-- YOUR OBJECTIVE --
Can you rewrite the data from its first line through the line containing "M205 215L206 208L181", inclusive, as a JSON list of strings, one string per line, leaving out blank lines?

-- THE INPUT --
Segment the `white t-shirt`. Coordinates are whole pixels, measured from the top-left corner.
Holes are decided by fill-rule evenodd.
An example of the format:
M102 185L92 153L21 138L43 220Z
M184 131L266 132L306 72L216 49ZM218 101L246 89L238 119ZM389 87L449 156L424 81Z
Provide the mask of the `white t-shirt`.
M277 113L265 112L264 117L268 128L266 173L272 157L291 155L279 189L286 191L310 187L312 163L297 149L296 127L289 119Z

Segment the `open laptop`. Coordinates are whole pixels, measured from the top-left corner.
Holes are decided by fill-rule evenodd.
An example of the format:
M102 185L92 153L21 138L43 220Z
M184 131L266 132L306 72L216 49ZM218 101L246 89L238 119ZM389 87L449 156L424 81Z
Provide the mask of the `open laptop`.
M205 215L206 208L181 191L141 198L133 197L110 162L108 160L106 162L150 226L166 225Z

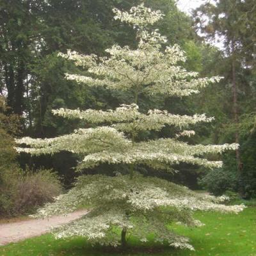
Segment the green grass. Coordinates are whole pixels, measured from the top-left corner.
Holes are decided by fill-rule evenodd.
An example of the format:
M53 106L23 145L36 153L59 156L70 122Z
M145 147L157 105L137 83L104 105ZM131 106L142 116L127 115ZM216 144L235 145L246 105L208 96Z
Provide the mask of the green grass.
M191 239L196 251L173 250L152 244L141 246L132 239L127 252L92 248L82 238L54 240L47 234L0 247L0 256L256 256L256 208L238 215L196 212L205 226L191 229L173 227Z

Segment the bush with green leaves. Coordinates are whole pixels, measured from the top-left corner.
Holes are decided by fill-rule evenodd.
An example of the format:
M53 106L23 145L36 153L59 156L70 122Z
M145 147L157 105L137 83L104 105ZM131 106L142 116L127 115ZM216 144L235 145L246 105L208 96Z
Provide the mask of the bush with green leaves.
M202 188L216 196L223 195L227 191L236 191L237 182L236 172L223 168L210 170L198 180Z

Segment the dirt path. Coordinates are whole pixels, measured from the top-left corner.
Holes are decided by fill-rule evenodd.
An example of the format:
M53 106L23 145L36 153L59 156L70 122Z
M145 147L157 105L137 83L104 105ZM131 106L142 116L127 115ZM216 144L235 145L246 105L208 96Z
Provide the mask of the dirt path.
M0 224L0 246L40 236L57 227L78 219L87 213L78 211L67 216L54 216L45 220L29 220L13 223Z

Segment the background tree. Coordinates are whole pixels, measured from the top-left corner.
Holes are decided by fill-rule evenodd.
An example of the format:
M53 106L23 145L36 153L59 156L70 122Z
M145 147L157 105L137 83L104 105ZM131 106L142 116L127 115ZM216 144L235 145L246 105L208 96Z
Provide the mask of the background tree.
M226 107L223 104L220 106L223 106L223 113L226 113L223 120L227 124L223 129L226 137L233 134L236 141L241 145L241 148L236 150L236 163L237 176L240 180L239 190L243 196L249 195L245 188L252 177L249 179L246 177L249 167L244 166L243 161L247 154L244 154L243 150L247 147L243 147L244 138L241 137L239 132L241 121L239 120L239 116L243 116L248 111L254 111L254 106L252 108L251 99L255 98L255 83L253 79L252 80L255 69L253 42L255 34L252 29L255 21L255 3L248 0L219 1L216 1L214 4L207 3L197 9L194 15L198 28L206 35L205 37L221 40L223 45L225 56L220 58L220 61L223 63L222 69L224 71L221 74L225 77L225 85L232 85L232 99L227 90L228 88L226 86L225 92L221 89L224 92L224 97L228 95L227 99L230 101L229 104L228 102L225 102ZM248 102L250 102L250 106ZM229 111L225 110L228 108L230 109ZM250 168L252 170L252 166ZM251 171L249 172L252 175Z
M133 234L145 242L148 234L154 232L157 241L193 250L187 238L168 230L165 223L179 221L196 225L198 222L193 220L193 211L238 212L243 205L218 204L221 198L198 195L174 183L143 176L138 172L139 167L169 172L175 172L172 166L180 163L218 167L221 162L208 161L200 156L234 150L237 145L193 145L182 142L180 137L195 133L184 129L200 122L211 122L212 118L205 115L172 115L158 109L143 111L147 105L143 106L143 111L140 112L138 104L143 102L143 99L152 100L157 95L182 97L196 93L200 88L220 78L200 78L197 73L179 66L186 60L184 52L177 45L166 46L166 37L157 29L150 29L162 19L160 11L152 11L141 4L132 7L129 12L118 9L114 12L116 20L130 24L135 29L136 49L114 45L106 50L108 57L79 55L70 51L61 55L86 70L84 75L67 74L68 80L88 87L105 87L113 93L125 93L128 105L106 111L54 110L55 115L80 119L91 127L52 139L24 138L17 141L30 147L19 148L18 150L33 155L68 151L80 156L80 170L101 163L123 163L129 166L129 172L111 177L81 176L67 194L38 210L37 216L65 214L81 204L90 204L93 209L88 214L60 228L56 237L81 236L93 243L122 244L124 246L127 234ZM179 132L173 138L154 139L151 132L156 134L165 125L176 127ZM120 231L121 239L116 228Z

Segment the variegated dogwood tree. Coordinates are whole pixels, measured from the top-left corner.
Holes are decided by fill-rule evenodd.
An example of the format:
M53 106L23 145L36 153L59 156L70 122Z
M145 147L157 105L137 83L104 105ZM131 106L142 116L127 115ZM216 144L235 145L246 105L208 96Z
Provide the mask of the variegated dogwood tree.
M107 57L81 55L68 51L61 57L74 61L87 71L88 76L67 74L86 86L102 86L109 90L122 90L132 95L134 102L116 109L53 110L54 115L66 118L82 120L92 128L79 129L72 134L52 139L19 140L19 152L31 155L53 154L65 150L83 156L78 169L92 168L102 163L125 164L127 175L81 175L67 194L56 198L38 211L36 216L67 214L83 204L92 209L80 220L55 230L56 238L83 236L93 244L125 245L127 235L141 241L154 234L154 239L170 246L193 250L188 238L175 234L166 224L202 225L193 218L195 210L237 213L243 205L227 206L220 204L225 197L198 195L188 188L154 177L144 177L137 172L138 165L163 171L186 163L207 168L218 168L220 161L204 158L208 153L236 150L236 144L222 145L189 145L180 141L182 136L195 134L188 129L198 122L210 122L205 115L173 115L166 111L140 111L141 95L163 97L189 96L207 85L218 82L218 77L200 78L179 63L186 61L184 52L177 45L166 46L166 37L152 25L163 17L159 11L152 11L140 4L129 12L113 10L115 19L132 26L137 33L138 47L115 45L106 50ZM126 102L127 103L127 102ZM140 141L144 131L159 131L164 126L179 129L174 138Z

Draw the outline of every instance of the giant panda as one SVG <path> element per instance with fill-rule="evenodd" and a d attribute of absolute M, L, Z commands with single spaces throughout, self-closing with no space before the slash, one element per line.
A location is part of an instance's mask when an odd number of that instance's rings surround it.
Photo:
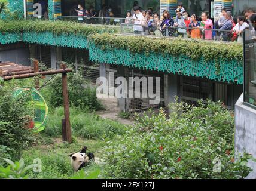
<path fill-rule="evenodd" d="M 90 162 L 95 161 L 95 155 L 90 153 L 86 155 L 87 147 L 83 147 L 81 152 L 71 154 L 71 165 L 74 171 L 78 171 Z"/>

-- WRITTEN SOLUTION --
[
  "Segment the `white t-shirt`. Coordinates are whole pixels, measured from the top-left corner.",
  "Holes are decided by fill-rule evenodd.",
  "An example of the format:",
  "M102 185L92 153L21 138L43 220Z",
  "M184 131L266 132L306 72L216 49ZM218 101L246 89L238 119ZM389 87L449 156L424 81Z",
  "Provide the mask of the `white t-shirt`.",
  "M277 113L265 112L264 117L268 128L266 173L272 157L291 155L279 189L286 191L310 187L312 163L297 149L296 127L289 119Z",
  "Segment the `open laptop`. Coordinates are whole pixels, measured from the top-left corner.",
  "Holes are decided by fill-rule evenodd.",
  "An example of the format:",
  "M102 185L92 153L21 138L43 220Z",
  "M184 131L266 132L306 72L216 49ZM218 101L246 89L238 119ZM389 87L449 156L424 81Z",
  "Provide the mask of the `open laptop`.",
  "M205 215L206 208L181 191L141 198L133 197L110 162L108 160L106 162L150 226L166 225Z"
]